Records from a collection
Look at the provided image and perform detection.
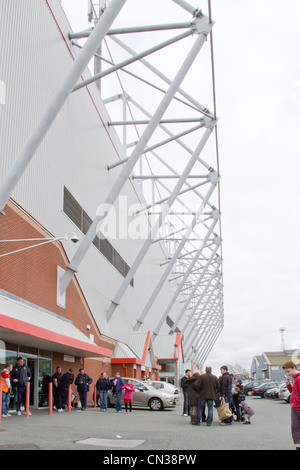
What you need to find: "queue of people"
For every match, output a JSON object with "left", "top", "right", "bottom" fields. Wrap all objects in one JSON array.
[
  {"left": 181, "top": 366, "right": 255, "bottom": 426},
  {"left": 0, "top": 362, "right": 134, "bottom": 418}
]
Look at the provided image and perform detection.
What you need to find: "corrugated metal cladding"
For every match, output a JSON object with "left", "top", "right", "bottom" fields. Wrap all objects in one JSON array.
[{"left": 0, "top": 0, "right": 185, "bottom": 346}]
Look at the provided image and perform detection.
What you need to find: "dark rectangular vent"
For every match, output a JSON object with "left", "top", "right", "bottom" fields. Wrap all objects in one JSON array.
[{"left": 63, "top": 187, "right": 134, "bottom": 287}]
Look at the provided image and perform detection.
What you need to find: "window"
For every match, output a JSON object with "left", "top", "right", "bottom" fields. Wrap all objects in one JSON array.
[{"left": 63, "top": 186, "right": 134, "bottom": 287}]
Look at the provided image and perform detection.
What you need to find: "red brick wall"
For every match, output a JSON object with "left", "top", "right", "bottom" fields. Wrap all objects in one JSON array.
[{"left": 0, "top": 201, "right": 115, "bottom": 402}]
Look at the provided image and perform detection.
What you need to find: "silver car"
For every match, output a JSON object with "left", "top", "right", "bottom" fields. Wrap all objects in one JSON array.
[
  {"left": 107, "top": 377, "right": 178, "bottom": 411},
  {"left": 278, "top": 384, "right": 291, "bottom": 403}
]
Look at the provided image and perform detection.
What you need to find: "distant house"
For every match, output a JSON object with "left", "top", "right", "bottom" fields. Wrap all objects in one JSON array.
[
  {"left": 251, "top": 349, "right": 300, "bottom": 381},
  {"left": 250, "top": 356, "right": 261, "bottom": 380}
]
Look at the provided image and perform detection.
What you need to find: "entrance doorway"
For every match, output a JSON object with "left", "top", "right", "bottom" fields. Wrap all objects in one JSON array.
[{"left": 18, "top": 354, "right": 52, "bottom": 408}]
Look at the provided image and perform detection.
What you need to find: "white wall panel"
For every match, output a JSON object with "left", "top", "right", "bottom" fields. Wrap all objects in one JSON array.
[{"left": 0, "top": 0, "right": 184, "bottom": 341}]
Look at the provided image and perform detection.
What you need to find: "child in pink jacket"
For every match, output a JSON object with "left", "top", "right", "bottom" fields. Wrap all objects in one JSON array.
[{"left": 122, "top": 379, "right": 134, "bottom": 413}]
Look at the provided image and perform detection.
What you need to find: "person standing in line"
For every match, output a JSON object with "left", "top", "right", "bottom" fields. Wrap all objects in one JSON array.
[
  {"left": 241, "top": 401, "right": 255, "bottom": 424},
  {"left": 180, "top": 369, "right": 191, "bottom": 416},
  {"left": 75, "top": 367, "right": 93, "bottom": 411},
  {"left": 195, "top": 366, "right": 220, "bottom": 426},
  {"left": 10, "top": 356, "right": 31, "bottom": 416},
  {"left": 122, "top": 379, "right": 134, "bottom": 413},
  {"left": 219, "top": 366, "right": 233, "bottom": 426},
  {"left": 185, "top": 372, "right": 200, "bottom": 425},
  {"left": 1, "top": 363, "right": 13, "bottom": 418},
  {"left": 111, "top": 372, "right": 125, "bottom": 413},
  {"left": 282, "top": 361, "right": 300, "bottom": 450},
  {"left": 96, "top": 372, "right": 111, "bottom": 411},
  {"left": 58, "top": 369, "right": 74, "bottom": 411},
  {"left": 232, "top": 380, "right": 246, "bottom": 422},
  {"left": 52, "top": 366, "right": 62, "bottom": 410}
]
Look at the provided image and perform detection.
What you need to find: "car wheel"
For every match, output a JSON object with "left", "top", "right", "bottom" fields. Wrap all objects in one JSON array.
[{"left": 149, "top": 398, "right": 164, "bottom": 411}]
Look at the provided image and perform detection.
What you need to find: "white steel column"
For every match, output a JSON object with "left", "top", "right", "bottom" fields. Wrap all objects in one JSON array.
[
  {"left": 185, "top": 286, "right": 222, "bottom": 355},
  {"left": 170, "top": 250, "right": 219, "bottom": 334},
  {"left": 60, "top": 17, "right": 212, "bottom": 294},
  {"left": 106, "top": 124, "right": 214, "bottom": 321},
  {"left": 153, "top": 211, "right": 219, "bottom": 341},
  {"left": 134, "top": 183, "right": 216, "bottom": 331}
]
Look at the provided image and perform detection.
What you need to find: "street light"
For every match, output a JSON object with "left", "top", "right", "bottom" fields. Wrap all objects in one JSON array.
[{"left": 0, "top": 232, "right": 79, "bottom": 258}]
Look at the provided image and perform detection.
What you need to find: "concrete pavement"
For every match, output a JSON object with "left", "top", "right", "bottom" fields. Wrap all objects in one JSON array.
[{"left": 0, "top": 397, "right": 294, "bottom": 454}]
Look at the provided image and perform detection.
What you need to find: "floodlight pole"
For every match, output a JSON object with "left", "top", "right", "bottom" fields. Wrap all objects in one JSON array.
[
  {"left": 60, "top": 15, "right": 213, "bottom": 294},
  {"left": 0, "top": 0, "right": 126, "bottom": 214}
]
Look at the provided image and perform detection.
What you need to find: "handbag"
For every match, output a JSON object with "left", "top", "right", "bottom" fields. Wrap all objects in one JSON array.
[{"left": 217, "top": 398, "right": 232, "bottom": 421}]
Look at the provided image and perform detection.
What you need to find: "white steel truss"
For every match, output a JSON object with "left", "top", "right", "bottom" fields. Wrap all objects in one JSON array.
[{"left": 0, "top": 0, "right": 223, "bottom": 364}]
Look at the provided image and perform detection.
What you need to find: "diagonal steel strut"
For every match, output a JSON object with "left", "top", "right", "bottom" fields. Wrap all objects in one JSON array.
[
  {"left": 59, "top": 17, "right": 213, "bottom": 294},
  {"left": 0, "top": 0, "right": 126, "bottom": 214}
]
...
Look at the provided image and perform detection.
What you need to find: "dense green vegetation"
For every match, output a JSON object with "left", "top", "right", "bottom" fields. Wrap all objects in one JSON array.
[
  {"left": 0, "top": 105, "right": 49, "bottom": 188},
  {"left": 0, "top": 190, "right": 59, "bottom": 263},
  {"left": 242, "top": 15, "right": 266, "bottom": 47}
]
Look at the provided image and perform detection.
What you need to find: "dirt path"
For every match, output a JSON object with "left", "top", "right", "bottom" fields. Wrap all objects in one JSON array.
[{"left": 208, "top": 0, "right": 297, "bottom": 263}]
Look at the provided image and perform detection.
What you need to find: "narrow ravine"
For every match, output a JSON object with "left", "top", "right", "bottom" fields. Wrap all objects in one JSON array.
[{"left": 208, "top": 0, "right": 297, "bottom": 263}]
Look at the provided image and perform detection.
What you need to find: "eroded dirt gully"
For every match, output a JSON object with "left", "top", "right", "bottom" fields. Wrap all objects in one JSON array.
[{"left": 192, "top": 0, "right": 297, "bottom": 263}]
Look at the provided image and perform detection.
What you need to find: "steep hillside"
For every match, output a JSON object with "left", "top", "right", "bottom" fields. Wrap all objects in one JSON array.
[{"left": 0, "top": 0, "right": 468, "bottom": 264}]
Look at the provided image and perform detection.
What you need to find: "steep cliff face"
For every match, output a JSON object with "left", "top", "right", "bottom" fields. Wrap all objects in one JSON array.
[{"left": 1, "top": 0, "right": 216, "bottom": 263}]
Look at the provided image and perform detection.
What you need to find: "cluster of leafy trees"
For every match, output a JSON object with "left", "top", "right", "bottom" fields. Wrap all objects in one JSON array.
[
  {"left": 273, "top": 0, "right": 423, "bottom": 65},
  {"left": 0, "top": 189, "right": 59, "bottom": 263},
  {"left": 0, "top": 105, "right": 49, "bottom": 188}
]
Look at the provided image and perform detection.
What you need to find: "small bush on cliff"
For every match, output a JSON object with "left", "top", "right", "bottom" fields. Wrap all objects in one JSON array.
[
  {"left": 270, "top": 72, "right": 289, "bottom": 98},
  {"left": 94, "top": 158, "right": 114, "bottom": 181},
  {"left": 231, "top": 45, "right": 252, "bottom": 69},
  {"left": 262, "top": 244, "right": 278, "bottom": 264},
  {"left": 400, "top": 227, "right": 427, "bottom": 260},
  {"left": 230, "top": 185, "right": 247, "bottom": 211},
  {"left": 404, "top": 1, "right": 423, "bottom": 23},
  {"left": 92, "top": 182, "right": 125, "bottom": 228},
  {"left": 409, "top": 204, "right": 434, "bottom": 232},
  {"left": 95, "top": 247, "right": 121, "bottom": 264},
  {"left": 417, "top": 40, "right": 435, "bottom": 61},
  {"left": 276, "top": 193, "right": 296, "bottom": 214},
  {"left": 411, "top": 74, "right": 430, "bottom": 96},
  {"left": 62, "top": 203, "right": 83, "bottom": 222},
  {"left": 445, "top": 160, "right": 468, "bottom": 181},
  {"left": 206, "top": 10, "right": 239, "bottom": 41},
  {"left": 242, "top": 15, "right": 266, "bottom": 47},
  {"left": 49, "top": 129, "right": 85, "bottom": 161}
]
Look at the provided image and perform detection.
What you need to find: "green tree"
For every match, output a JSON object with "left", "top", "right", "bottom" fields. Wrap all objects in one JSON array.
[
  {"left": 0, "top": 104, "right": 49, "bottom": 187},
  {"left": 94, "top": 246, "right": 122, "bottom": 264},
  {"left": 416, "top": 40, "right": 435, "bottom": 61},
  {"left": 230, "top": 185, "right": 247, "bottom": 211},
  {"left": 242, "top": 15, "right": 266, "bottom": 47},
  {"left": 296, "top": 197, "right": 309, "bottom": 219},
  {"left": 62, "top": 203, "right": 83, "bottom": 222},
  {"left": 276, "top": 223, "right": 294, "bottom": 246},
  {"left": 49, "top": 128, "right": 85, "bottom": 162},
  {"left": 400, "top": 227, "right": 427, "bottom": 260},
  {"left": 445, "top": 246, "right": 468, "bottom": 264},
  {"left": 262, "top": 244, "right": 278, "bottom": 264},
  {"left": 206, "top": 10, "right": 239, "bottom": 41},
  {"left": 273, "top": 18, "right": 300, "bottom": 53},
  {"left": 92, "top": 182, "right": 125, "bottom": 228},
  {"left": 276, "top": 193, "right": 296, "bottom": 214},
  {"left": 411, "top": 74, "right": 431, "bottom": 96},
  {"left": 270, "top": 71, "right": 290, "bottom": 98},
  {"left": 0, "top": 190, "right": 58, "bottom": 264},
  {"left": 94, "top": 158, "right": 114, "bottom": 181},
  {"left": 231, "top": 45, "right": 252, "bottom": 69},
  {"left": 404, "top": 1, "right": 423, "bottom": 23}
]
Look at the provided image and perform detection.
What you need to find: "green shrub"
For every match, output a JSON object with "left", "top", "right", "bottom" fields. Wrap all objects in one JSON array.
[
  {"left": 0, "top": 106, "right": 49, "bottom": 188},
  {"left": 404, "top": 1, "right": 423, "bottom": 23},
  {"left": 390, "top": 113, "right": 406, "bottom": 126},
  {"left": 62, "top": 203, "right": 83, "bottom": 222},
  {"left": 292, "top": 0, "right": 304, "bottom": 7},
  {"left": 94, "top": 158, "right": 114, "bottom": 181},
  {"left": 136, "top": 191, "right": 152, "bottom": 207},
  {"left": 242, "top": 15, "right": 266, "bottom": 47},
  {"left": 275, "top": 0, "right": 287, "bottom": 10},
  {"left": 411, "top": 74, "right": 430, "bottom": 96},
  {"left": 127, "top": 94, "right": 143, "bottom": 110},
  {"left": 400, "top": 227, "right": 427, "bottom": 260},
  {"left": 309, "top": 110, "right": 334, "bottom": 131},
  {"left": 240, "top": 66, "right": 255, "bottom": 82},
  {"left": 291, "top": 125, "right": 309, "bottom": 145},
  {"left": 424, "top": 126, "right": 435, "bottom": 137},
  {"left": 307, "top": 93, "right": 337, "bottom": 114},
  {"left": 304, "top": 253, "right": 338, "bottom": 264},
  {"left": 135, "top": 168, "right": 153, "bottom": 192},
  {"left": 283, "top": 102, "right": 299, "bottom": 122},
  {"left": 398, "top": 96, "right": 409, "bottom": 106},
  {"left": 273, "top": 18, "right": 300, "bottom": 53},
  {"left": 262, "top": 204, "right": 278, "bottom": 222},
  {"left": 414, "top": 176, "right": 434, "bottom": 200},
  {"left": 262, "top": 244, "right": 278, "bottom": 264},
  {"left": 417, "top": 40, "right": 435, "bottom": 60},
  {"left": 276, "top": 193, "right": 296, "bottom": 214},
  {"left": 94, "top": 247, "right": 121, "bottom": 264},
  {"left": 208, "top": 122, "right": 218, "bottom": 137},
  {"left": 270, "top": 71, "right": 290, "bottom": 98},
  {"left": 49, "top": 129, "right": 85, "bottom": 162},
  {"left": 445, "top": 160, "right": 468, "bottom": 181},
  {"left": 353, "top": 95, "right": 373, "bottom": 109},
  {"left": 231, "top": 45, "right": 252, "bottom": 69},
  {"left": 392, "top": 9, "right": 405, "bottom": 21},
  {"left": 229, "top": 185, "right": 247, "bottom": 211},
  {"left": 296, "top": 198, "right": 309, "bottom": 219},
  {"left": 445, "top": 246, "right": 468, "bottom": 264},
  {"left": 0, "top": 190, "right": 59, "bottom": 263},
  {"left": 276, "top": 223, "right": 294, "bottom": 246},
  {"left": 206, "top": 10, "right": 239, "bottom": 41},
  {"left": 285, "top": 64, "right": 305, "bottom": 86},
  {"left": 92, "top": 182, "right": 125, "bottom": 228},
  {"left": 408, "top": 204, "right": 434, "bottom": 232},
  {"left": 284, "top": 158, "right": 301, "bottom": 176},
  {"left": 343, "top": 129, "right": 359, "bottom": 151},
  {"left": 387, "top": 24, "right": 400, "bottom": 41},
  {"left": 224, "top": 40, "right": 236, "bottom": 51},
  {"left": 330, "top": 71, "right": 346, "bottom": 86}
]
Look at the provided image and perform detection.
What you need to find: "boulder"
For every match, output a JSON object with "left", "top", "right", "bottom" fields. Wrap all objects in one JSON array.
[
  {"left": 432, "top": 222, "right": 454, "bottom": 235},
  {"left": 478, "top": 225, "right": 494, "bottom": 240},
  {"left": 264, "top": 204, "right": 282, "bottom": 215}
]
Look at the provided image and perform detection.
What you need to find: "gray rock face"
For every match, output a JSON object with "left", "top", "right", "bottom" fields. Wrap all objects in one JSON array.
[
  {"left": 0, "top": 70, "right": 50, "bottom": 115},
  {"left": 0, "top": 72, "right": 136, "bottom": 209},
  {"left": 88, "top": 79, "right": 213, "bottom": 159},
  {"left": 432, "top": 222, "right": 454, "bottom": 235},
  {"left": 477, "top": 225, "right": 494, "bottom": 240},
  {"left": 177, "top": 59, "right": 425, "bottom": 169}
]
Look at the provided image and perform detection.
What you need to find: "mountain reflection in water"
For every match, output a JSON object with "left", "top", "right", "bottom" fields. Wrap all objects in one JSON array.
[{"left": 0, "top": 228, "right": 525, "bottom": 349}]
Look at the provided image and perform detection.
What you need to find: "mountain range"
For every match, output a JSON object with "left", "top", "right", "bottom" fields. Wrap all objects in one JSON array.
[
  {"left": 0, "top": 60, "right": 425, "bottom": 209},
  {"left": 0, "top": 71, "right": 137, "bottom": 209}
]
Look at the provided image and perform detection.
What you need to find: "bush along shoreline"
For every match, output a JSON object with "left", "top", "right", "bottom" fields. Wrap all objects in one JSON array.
--
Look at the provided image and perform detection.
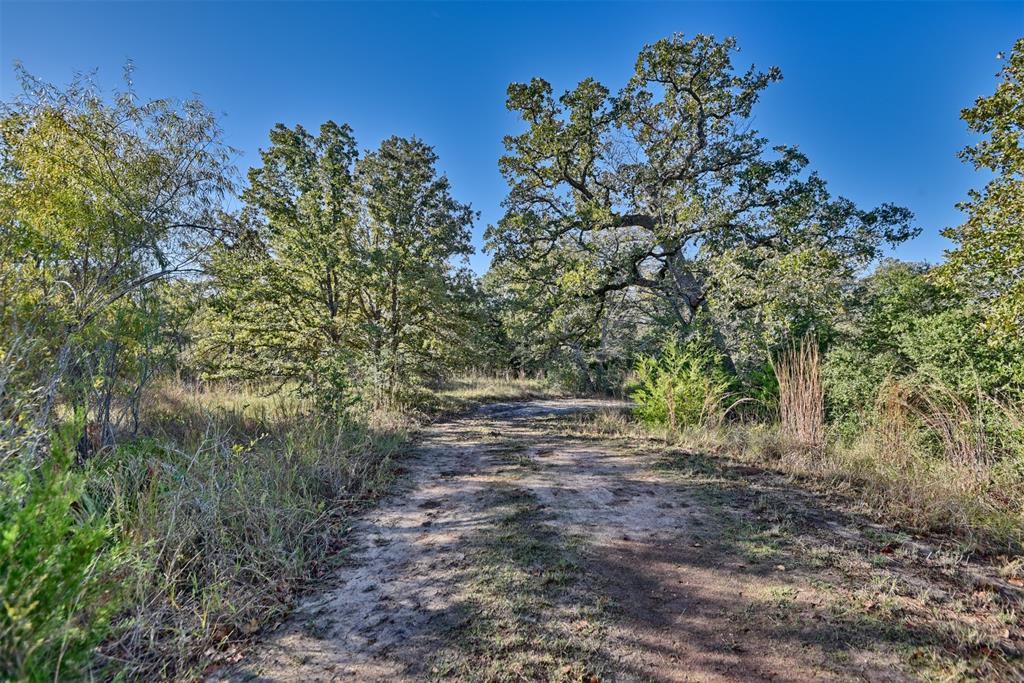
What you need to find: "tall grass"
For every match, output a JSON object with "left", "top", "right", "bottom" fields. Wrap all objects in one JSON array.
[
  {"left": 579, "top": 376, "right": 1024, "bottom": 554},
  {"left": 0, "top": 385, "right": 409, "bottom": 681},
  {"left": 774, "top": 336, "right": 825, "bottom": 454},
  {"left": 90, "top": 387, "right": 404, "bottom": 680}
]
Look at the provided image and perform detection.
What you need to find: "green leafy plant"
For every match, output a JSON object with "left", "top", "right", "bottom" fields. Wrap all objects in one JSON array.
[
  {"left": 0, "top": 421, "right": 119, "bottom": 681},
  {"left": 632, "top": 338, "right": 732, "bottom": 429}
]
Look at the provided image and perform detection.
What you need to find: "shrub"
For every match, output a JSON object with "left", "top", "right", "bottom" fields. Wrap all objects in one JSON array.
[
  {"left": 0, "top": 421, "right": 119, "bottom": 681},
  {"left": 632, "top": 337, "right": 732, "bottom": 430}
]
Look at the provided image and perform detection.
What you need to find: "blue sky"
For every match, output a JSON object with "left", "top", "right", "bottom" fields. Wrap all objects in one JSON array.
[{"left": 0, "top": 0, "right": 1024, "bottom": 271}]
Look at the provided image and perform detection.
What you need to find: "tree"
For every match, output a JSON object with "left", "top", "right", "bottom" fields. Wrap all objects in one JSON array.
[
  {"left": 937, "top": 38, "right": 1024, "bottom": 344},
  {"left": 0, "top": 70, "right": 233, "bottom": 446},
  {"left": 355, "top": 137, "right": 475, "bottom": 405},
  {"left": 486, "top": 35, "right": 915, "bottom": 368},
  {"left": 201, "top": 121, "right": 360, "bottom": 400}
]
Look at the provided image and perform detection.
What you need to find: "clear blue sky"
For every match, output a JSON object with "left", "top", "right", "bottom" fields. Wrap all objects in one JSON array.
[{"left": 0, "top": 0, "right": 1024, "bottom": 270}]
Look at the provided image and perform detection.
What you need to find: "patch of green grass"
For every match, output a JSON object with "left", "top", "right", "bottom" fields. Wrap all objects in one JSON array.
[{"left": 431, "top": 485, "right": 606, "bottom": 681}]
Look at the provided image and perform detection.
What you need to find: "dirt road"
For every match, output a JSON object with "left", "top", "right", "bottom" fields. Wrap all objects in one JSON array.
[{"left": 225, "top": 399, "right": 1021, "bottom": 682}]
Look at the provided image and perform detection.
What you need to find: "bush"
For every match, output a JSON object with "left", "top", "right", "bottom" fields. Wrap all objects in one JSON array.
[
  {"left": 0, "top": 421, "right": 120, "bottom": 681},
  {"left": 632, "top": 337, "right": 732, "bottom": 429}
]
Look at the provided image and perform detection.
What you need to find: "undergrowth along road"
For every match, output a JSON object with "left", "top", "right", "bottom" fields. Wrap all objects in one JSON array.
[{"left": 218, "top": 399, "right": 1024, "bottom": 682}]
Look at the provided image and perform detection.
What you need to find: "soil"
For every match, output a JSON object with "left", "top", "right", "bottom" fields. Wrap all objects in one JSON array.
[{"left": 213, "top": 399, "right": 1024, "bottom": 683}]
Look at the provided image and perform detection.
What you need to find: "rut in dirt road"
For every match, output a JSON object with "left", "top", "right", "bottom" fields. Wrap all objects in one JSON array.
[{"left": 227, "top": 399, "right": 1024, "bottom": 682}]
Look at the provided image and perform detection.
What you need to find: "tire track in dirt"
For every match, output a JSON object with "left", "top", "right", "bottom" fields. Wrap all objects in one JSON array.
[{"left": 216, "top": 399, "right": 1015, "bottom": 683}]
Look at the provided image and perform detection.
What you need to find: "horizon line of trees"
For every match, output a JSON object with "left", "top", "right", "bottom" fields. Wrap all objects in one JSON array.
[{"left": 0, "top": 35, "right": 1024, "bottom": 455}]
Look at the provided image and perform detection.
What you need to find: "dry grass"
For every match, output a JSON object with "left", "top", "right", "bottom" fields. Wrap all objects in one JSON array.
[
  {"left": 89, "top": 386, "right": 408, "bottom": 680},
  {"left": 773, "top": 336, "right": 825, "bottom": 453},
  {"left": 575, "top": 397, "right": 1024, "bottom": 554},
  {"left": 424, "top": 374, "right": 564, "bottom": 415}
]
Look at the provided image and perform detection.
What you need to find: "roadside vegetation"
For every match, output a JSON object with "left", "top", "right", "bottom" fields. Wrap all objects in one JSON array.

*What you are asked to do:* Select every line in the items above that contains the word "along" and copy each one out in full.

*Output of the task:*
What you need to find: "bush along shoreline"
What you need to find: "undergrowth along road"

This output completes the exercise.